-- EXERCISE --
Write out exactly, please, the lines from the one containing "car roof, one" to the end of the material.

Data items
--------------------------------
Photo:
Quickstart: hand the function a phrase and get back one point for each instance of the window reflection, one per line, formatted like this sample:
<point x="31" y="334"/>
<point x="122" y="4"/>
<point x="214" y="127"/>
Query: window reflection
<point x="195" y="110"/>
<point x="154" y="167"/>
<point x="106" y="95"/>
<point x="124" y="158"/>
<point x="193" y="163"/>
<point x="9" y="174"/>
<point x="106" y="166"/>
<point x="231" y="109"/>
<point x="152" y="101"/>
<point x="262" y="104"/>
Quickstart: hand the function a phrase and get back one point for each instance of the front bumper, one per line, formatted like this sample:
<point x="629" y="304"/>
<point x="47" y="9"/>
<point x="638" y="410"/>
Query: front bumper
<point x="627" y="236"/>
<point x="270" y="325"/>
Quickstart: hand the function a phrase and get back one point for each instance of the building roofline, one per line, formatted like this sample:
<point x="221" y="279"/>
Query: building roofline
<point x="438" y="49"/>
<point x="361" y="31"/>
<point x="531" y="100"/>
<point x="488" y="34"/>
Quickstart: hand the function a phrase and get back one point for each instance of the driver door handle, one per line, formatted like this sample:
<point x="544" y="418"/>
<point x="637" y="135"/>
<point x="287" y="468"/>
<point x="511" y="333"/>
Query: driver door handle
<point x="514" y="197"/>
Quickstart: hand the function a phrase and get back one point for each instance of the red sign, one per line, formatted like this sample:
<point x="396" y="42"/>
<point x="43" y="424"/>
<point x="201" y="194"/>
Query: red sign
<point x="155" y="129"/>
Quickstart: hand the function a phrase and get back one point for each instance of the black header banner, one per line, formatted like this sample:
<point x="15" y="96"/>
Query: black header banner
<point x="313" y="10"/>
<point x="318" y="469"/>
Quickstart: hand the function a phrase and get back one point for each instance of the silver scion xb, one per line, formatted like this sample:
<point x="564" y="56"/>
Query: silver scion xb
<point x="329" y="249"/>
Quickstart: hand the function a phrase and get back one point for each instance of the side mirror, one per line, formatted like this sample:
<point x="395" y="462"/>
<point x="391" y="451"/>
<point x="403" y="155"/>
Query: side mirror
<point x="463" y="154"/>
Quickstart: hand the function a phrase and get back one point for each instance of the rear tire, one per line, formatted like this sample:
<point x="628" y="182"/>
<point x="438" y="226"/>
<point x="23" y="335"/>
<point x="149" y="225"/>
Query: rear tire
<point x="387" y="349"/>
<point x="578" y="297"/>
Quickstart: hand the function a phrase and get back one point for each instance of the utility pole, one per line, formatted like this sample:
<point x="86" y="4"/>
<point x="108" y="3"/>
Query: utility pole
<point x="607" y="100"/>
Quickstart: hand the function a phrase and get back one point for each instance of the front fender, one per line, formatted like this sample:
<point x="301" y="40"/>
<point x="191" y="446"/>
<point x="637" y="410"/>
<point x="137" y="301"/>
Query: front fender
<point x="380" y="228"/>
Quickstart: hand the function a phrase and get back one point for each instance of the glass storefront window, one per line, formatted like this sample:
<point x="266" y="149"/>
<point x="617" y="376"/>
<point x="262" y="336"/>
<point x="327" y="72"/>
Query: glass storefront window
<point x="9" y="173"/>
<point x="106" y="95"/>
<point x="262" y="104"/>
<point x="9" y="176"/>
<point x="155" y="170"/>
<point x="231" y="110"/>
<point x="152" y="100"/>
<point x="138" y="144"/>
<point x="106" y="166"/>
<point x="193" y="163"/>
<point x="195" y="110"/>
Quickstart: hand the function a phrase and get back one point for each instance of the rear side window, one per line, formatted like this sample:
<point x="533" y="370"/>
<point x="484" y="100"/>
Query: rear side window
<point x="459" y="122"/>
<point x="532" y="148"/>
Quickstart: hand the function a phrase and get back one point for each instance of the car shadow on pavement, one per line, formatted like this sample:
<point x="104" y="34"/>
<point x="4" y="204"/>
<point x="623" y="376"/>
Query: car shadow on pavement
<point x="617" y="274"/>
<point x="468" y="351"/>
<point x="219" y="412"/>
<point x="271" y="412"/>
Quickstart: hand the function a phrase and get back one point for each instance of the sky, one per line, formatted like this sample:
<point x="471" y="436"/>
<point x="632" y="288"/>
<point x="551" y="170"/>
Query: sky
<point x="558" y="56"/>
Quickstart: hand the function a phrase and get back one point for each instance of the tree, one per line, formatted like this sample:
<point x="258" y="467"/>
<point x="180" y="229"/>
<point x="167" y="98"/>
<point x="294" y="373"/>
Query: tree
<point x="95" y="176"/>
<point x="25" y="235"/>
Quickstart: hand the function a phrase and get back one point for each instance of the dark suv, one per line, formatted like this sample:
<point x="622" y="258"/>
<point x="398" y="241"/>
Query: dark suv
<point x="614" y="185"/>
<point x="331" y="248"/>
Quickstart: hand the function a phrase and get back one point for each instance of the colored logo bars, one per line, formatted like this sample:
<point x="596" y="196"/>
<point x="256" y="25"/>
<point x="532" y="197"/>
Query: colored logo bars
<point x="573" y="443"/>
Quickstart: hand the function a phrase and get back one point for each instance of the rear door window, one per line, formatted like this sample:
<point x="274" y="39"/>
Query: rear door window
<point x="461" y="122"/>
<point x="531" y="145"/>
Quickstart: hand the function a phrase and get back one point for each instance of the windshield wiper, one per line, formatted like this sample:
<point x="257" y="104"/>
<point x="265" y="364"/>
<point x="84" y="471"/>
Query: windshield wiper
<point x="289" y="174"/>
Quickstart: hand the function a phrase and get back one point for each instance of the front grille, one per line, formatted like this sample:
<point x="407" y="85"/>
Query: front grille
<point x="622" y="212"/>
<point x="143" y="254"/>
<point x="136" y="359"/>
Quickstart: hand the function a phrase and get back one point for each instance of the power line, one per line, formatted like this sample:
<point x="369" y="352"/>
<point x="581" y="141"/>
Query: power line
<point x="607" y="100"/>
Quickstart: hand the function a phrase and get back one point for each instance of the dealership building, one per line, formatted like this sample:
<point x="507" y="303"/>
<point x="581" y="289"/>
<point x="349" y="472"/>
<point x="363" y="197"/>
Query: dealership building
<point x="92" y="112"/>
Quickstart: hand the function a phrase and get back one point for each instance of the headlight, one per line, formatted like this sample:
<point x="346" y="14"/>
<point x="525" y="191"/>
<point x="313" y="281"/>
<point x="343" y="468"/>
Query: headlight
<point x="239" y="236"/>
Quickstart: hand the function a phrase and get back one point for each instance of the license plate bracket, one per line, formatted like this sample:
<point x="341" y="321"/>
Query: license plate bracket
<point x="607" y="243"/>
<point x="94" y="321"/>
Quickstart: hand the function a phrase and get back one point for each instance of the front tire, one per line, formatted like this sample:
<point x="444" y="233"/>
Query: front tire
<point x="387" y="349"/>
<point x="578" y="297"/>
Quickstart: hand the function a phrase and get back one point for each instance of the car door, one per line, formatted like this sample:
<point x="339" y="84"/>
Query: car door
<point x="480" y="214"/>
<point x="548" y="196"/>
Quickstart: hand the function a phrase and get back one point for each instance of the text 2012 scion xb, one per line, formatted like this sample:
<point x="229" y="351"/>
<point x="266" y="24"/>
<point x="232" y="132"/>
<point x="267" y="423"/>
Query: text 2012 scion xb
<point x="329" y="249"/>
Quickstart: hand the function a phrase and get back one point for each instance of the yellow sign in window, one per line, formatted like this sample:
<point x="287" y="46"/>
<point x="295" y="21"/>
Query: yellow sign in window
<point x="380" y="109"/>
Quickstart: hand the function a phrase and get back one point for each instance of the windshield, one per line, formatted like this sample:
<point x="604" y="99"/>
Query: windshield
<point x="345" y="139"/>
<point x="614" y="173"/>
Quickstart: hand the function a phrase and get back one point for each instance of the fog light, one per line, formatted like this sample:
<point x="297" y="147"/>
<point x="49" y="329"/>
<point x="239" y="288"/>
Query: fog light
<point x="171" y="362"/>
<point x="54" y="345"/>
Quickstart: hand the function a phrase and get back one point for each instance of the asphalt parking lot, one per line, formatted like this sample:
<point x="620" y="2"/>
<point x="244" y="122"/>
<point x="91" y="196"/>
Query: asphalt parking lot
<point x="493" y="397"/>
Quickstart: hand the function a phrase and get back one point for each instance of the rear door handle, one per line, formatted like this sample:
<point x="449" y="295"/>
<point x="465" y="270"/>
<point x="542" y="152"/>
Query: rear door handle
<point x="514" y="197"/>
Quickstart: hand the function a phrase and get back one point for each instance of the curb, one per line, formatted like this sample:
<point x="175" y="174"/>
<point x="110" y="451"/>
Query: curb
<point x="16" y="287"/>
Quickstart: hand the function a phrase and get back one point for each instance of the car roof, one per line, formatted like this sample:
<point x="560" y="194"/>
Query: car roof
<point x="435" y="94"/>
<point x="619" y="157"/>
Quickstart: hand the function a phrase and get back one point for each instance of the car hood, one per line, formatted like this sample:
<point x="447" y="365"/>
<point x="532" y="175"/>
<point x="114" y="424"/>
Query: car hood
--------------------------------
-- EXPECTED OUTPUT --
Quickstart: hand the function a phrase and get back one point for each instance of the car roof, one per line, formatted like this sample:
<point x="560" y="194"/>
Query: car roof
<point x="435" y="94"/>
<point x="619" y="157"/>
Quickstart: hand the function a phrase and get back one point for each instance of the car hood, one per line, formatted like this sample:
<point x="447" y="365"/>
<point x="532" y="175"/>
<point x="114" y="424"/>
Query: car hood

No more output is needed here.